- _Work order_:
Copy out all of the data below with no alterations.

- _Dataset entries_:
=== Begin Enclosure ===

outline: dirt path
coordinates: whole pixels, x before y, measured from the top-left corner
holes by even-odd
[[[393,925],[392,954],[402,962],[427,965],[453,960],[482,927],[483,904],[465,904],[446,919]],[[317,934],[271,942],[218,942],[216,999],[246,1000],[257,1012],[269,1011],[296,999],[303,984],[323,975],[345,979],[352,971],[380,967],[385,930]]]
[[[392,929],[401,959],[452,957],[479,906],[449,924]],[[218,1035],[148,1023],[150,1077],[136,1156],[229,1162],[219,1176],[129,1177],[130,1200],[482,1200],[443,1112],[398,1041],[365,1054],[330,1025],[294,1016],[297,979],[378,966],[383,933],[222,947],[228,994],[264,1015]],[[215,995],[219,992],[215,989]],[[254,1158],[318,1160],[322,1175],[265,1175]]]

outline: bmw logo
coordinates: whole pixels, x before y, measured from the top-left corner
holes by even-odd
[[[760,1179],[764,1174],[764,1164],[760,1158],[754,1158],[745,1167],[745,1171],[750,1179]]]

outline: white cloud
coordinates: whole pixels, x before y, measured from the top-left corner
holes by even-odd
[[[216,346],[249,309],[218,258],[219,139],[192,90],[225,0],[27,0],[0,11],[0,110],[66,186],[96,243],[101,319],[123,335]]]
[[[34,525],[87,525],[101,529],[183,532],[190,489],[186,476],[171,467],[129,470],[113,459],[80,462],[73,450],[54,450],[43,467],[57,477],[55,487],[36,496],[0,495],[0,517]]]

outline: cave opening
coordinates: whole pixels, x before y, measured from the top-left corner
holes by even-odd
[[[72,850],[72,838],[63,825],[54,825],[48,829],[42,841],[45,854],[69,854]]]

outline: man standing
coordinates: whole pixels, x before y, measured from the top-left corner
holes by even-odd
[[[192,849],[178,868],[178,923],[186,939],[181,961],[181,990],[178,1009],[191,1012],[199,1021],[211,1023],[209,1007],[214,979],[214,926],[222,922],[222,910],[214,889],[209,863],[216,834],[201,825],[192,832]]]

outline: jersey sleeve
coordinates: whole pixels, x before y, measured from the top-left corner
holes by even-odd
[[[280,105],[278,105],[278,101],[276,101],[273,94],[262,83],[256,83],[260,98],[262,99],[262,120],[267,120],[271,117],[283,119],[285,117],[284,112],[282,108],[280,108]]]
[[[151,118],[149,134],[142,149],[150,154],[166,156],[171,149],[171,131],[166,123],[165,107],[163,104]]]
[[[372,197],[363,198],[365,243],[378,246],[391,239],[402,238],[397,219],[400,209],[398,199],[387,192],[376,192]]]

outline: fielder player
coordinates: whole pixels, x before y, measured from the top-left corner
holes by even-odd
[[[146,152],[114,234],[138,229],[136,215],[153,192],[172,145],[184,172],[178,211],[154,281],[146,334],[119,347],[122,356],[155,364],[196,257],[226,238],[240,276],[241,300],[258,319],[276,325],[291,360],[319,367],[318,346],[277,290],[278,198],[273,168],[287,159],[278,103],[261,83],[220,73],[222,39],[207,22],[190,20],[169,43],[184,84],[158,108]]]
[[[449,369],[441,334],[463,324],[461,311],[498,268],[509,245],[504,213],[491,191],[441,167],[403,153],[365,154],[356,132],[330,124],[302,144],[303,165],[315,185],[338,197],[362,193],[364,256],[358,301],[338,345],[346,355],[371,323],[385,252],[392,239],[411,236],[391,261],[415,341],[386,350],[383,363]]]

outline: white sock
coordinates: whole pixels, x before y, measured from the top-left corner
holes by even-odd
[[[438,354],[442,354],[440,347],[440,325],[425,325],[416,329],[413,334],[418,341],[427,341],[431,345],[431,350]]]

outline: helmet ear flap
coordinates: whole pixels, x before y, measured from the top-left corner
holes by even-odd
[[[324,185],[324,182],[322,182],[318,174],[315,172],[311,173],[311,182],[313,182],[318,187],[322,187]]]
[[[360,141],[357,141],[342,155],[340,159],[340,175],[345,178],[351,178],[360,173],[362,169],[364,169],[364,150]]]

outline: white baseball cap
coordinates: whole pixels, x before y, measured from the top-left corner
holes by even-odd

=== End Enclosure ===

- _Exercise output_:
outline: dirt path
coordinates: whole pixels, x before y, measured from the top-left corner
holes by even-odd
[[[393,925],[392,954],[402,962],[427,965],[453,960],[482,927],[483,904],[465,904],[446,919]],[[317,934],[271,942],[218,942],[216,999],[246,1000],[257,1012],[269,1011],[296,999],[303,984],[323,975],[345,979],[352,971],[380,967],[385,930]]]
[[[392,929],[401,959],[452,957],[479,906],[449,924]],[[218,1035],[148,1023],[150,1077],[136,1156],[229,1162],[219,1176],[129,1177],[130,1200],[482,1200],[443,1112],[398,1041],[365,1054],[330,1025],[294,1016],[297,979],[378,966],[383,933],[222,947],[228,994],[264,1015]],[[215,995],[219,992],[215,989]],[[254,1158],[318,1160],[322,1175],[265,1175]]]

outline: bmw logo
coordinates: whole pixels, x before y, measured from the top-left corner
holes by even-odd
[[[760,1179],[764,1174],[764,1164],[760,1158],[754,1158],[745,1167],[745,1171],[750,1179]]]

outline: white cloud
coordinates: whole pixels, x before y, measured from the top-left corner
holes by even-odd
[[[216,346],[249,309],[218,258],[219,139],[192,90],[225,0],[27,0],[0,11],[0,110],[66,186],[96,243],[101,319],[123,335]]]
[[[34,525],[87,525],[101,529],[183,532],[190,489],[186,476],[171,467],[129,470],[113,459],[80,462],[73,450],[54,450],[43,467],[57,477],[55,487],[36,496],[0,495],[0,517]]]

outline: cave opening
coordinates: whole pixels, x before y, measured from the top-left corner
holes by even-odd
[[[72,850],[72,838],[63,825],[54,825],[48,829],[42,841],[45,854],[69,854]]]

outline: man standing
coordinates: whole pixels, x before y, measured from the top-left corner
holes by even-odd
[[[192,849],[178,868],[178,923],[186,939],[181,961],[181,990],[178,1009],[191,1012],[199,1021],[211,1023],[209,1007],[214,979],[214,926],[222,922],[222,910],[214,889],[209,863],[216,834],[201,825],[192,832]]]

outline: jersey sleeve
coordinates: whole pixels, x before y, measured from the top-left corner
holes by even-odd
[[[280,105],[278,105],[278,101],[276,101],[273,94],[262,83],[256,83],[260,98],[262,99],[262,120],[267,120],[271,117],[283,119],[285,117],[284,112],[282,108],[280,108]]]
[[[151,118],[149,134],[142,149],[150,154],[166,156],[171,149],[171,131],[166,123],[165,107],[163,104]]]
[[[372,197],[363,198],[365,243],[378,246],[391,239],[402,238],[397,219],[400,209],[398,199],[387,192],[376,192]]]

outline: fielder player
coordinates: whole pixels, x before y, measured from the top-left corner
holes by even-odd
[[[146,152],[114,234],[138,229],[136,215],[153,192],[172,145],[184,172],[178,211],[154,281],[146,334],[119,347],[122,356],[155,364],[196,257],[226,238],[240,276],[241,300],[258,319],[276,325],[291,360],[319,367],[318,346],[277,290],[278,198],[273,168],[287,159],[278,103],[261,83],[220,73],[222,39],[207,22],[190,20],[169,43],[184,84],[158,108]]]
[[[449,369],[441,334],[463,324],[461,311],[498,268],[509,245],[504,213],[491,191],[441,167],[403,153],[365,154],[356,132],[330,124],[302,144],[303,165],[315,185],[338,197],[362,193],[364,256],[358,301],[338,345],[346,355],[371,323],[385,252],[392,239],[411,236],[391,261],[415,341],[386,350],[383,363]]]

outline: white sock
coordinates: whole pixels, x before y, measured from the top-left corner
holes by even-odd
[[[438,354],[442,354],[440,347],[440,325],[425,325],[416,329],[413,334],[418,341],[427,341],[431,345],[431,350]]]

outline: helmet ear flap
coordinates: whole pixels, x before y, measured from the top-left corner
holes by even-odd
[[[324,185],[324,182],[322,182],[318,174],[315,172],[311,173],[311,182],[313,182],[318,187],[322,187]]]
[[[360,141],[357,141],[342,155],[340,159],[340,175],[345,178],[351,178],[360,173],[362,169],[364,169],[364,150]]]

outline: white baseball cap
coordinates: whole pixels, x before y, measured from the top-left corner
holes by even-odd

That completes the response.